(Dataset entries)
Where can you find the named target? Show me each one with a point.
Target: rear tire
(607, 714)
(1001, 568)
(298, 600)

▸ Task goal:
Repeat each line above exactly as it stands.

▸ Written response:
Where can you find the named target? Show me each one with a point.
Target: rear tire
(607, 714)
(1001, 568)
(298, 600)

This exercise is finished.